# [Set task]
Reproduce the records that follow in full, excluding any picture they contain.

*** Given entries

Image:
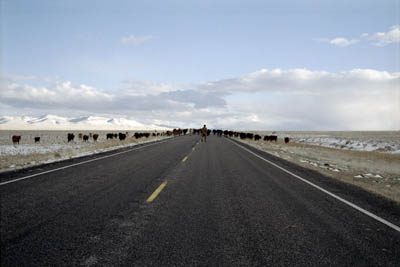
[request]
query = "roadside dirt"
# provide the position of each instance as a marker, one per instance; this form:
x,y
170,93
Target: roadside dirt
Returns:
x,y
376,172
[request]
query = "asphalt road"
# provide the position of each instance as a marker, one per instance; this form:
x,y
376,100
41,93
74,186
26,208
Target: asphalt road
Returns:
x,y
219,205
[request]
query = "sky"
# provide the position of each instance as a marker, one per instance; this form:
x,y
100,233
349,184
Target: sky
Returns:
x,y
256,65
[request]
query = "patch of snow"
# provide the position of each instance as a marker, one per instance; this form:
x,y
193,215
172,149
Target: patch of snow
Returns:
x,y
53,122
389,146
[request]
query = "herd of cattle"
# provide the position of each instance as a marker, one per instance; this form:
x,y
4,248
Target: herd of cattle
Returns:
x,y
175,132
86,137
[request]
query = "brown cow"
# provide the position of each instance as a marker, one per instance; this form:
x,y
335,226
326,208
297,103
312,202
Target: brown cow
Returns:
x,y
71,137
16,139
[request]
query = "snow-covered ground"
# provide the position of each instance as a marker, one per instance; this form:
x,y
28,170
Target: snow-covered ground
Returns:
x,y
362,165
367,145
53,122
54,146
385,142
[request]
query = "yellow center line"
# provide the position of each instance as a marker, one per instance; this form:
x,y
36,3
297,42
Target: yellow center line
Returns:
x,y
155,193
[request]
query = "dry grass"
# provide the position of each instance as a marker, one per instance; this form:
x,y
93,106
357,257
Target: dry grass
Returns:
x,y
13,162
343,165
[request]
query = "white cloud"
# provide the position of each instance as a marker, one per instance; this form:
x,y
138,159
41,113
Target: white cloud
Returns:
x,y
384,38
298,99
343,42
339,41
377,39
135,40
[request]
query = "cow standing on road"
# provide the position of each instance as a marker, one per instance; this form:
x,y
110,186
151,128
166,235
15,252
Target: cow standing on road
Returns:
x,y
71,137
204,133
16,139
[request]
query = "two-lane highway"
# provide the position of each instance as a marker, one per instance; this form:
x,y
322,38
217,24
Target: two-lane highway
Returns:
x,y
189,203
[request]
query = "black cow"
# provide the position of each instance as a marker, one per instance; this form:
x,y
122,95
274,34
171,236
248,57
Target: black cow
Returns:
x,y
121,136
273,138
71,137
16,139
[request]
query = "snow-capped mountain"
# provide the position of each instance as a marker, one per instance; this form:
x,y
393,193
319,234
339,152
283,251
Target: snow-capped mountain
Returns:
x,y
53,122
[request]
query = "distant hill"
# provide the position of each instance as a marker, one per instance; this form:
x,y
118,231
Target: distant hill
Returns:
x,y
53,122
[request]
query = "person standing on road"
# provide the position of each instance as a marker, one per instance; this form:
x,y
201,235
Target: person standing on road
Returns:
x,y
204,133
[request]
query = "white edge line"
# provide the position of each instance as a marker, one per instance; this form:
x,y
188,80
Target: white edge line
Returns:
x,y
391,225
79,163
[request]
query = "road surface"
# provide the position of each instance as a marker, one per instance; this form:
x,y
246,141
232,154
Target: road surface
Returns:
x,y
182,202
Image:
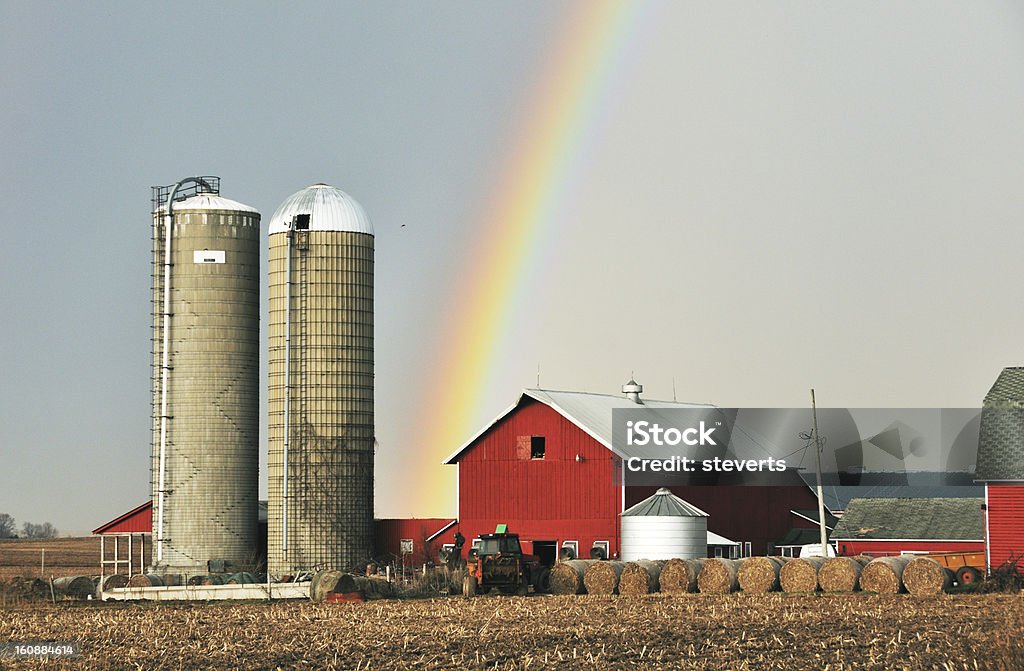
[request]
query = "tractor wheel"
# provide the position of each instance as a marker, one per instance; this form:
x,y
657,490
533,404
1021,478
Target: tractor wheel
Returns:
x,y
968,576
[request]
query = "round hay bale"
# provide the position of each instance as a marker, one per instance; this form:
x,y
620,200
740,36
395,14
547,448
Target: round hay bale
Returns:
x,y
719,577
602,577
145,580
884,575
841,575
212,579
566,577
760,575
926,577
371,588
116,581
324,583
75,586
37,587
801,575
640,578
241,578
680,576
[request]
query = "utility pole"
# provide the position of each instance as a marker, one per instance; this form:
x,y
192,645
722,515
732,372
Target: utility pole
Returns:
x,y
817,473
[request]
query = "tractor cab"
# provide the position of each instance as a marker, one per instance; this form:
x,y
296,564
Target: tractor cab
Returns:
x,y
499,562
501,542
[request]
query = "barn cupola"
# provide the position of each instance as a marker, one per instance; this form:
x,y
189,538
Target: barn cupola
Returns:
x,y
632,390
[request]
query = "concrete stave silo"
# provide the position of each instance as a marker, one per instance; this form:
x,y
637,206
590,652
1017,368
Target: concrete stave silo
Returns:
x,y
321,404
206,386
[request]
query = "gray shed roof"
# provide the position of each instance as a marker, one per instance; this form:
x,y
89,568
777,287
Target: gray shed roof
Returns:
x,y
664,504
961,519
1000,444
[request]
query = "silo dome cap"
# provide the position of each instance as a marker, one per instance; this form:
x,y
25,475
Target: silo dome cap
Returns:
x,y
209,202
329,209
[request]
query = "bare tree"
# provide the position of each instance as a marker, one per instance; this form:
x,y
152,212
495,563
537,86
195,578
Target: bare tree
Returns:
x,y
8,527
46,530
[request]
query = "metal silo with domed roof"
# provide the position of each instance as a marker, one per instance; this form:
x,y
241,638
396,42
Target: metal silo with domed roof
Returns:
x,y
321,395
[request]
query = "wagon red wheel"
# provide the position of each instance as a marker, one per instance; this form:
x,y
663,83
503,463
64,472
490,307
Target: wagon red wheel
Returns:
x,y
968,576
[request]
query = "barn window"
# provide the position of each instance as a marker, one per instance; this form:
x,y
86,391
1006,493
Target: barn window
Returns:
x,y
537,447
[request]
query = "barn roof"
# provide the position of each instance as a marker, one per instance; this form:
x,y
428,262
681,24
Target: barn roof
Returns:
x,y
591,412
950,519
1000,444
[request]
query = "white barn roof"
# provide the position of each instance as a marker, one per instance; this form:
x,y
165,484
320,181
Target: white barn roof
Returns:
x,y
591,412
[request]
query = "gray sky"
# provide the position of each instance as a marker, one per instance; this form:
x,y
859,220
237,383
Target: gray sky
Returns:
x,y
769,198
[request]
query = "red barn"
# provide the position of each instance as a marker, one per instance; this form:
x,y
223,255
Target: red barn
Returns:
x,y
893,527
546,466
1000,466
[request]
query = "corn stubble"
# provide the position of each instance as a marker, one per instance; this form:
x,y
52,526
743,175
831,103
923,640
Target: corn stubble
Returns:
x,y
771,631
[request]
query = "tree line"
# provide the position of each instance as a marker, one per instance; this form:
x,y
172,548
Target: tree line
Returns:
x,y
8,529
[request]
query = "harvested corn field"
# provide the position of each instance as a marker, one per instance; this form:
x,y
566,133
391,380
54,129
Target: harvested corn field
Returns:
x,y
772,631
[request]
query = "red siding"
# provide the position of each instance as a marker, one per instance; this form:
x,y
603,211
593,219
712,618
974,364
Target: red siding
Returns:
x,y
760,515
1005,521
388,535
556,498
891,548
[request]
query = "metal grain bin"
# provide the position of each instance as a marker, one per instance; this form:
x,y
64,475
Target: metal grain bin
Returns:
x,y
664,527
321,423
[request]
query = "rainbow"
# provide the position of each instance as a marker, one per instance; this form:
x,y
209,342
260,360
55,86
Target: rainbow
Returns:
x,y
566,110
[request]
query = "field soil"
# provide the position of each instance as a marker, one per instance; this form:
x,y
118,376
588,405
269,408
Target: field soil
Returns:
x,y
690,631
65,556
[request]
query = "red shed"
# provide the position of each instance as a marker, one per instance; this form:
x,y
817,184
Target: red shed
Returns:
x,y
130,551
546,467
1000,466
136,520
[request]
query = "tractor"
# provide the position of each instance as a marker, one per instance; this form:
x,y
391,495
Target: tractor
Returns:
x,y
500,563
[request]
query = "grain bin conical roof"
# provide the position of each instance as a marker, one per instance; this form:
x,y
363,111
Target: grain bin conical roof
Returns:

******

# [Answer for the task]
Image:
[request]
query = "roadside dirt"
# provide the position of each instance as a marker, one per instance; this form:
x,y
170,93
Target: roadside dirt
Returns:
x,y
376,172
[request]
query = "asphalt road"
# provide the position of each instance as a marker, one per instance; this form:
x,y
376,100
41,93
74,186
26,208
Target: asphalt road
Returns:
x,y
219,205
[request]
query = "sky"
# provide the position of each instance as a marker, one per instance; this form:
x,y
100,233
349,184
Target: sky
Returns:
x,y
256,65
[request]
query = "patch of snow"
# provide the position of each instance as a marker, one per instance; this form:
x,y
193,215
172,149
Target: patch of snow
Returns:
x,y
53,122
389,146
[request]
query = "herd of cattle"
# provide the position of each instance as a marker, one per instance; this form:
x,y
4,248
Target: herd of cattle
Returns:
x,y
175,132
86,137
[request]
query = "brown cow"
# provide the position of each instance as a marker, one per instance; this form:
x,y
335,226
326,208
297,103
312,202
Target: brown cow
Returns:
x,y
71,137
16,139
[request]
query = "snow-covered ground"
# provide the position of each instance as a marker, one per instance; this form:
x,y
28,170
Target: snow-covered ground
Returns:
x,y
362,165
367,145
53,122
54,146
385,142
[request]
query = "yellow center line"
# provide the position of each instance as a marker, one per instance; this form:
x,y
36,3
297,42
Target: yellow center line
Returns:
x,y
155,193
[request]
query = "dry grass"
# provide the position of each instance as a marker, one per instance; this form:
x,y
93,106
357,257
Target: dry grass
Returns:
x,y
13,162
343,165
[request]
query = "white cloud"
# provide the position of each instance as a marker, one per instance; this form:
x,y
138,159
41,113
Target: white cloud
Returns:
x,y
384,38
298,99
343,42
339,41
377,39
135,40
[request]
query = "cow standing on road"
# provide the position of each instance as a marker, one per instance; this form:
x,y
110,186
151,128
166,235
15,252
Target: cow standing on road
Returns:
x,y
71,137
204,133
16,139
[request]
query = "two-lane highway"
# provide the position of each instance as a marker, one per instance; this form:
x,y
322,38
217,24
Target: two-lane highway
Returns:
x,y
189,203
[request]
query = "black cow"
# provide the position of each instance as a marker, one per instance; this form:
x,y
122,95
274,34
171,236
248,57
Target: black cow
Returns:
x,y
121,136
273,138
71,137
16,139
[request]
query = "snow-capped mountain"
# provide the position of each instance as a marker, one per instance; this form:
x,y
393,193
319,234
339,152
283,251
Target: snow-capped mountain
Returns:
x,y
53,122
[request]
query = "distant hill"
# provide the position of each instance as a marker, one per instance; this form:
x,y
118,231
Target: distant hill
Returns:
x,y
53,122
[request]
query = "person standing on road"
# provide the position of each instance as a marker, one per instance; this form:
x,y
201,235
Target: person standing on road
Returns:
x,y
204,133
[request]
query = "white edge line"
# provide the position of each instance as a marker, one per instance; this form:
x,y
188,80
Target: white edge line
Returns:
x,y
391,225
79,163
[request]
query = "road surface"
# provide the position of each instance as a marker, one per instance; this form:
x,y
246,141
232,154
Target: road surface
Returns:
x,y
182,202
Image:
[request]
query = "tractor wheel"
# provide the position of each instance as a marker, one per instance; this form:
x,y
657,490
533,404
1021,478
Target: tractor wheel
Returns:
x,y
968,576
[request]
query = "round hay bale"
# provide the position of each instance as a marker, one per instance; this form:
x,y
620,200
740,36
395,14
547,448
Target: round hay bale
Returns:
x,y
719,577
602,577
145,580
884,575
841,575
212,579
566,577
760,575
926,577
371,588
116,581
324,583
75,586
37,587
801,575
640,578
241,578
680,576
[request]
query = "utility pole"
# provide the position of each instance as a marker, one per instance; this form:
x,y
192,645
722,515
732,372
Target: utility pole
Returns:
x,y
817,473
[request]
query = "tractor cab"
# provide the position of each instance as a marker, one per instance; this form:
x,y
296,564
Target: tractor cab
Returns:
x,y
499,562
501,542
[request]
query = "barn cupola"
# provide the position of each instance as a marker, one per instance; this form:
x,y
189,538
Target: barn cupola
Returns:
x,y
632,390
[request]
query = "concrete stave silo"
# provide the position of each instance as a marker, one per instance; this form:
x,y
637,206
590,652
1017,368
Target: concrete stave silo
Returns:
x,y
321,404
206,386
[request]
query = "gray shed roof"
# provide the position of each instance as a marker, one per instance; this form:
x,y
89,568
777,287
Target: gray shed roof
Returns:
x,y
664,504
961,519
1000,444
[request]
query = "silo dome cap"
# provide the position of each instance as a marker, one per instance; this form:
x,y
25,475
Target: silo dome cap
Returns:
x,y
209,202
329,209
[request]
query = "bare tree"
# provide the position of each instance as a marker, one per instance; this form:
x,y
152,212
495,563
537,86
195,578
Target: bare tree
Returns:
x,y
8,527
46,530
[request]
query = "metal silo with domed roof"
# provide the position of each instance as a marker, one per instance; this form:
x,y
241,638
396,42
Target: metal silo with domed roof
Returns:
x,y
321,395
[request]
query = "wagon red wheel"
# provide the position of each instance as a marker, one per instance; this form:
x,y
663,83
503,463
64,472
490,307
Target: wagon red wheel
Returns:
x,y
968,576
[request]
query = "barn window"
# provide the position of each instance as a marker, one per instance; this form:
x,y
86,391
1006,493
Target: barn window
Returns:
x,y
537,447
[request]
query = "barn roof"
# provide the position of each instance as a marker, one per instance; this form:
x,y
428,262
681,24
Target: barn roof
Returns:
x,y
591,412
950,519
1000,444
[request]
query = "white barn roof"
# provide the position of each instance as a marker, one per instance; this form:
x,y
165,484
320,181
Target: white barn roof
Returns:
x,y
591,412
[request]
query = "gray sky"
# provide the position of each instance as a marker, one per instance; this form:
x,y
859,220
237,383
Target: gray sky
Returns:
x,y
769,198
[request]
query = "red barn"
# provide the position of each instance as a marker, one per instance; this form:
x,y
223,255
Target: red barn
Returns:
x,y
893,527
546,466
1000,466
[request]
query = "corn stubble"
# provide the position of each instance as a marker, one per instance; this form:
x,y
52,526
743,175
831,103
923,640
Target: corn stubble
Returns:
x,y
771,631
[request]
query = "tree line"
# provide the position of each instance as a marker, one per instance; this form:
x,y
172,548
Target: tree line
Returns:
x,y
8,529
[request]
query = "harvested corn field"
# provide the position of each instance as a marker, one per instance; this form:
x,y
566,133
391,380
54,129
Target: harvested corn field
Returns:
x,y
772,631
[request]
query = "red siding"
# provide the position of each instance as a marker, one per instance; this form:
x,y
603,211
593,219
712,618
974,364
Target: red siding
Returns:
x,y
760,515
1005,521
388,535
556,498
891,548
[request]
query = "metal grain bin"
# provide the position of each instance as a marker, one per instance; this form:
x,y
64,475
Target: metal grain bin
Returns:
x,y
664,527
321,423
[request]
query = "rainbow"
# provide the position of each instance as a marker, one per instance; this form:
x,y
209,342
260,360
55,86
Target: rainbow
Returns:
x,y
566,110
[request]
query = "field soil"
# provide the position of each instance as a marker, one per instance; this form:
x,y
118,376
588,405
269,408
Target: field soil
Returns:
x,y
690,631
65,556
[request]
query = "red shed"
# provide the position of each instance as a marker, one per instance; this form:
x,y
817,184
Target: red shed
Returns:
x,y
130,551
546,467
1000,466
136,520
[request]
query = "tractor"
# provide the position of each instance as a marker, one per instance; this form:
x,y
391,495
Target: tractor
Returns:
x,y
500,563
[request]
query = "grain bin conical roof"
# provide the position of each instance as a marker, one per instance; this form:
x,y
363,111
Target: grain bin conical roof
Returns:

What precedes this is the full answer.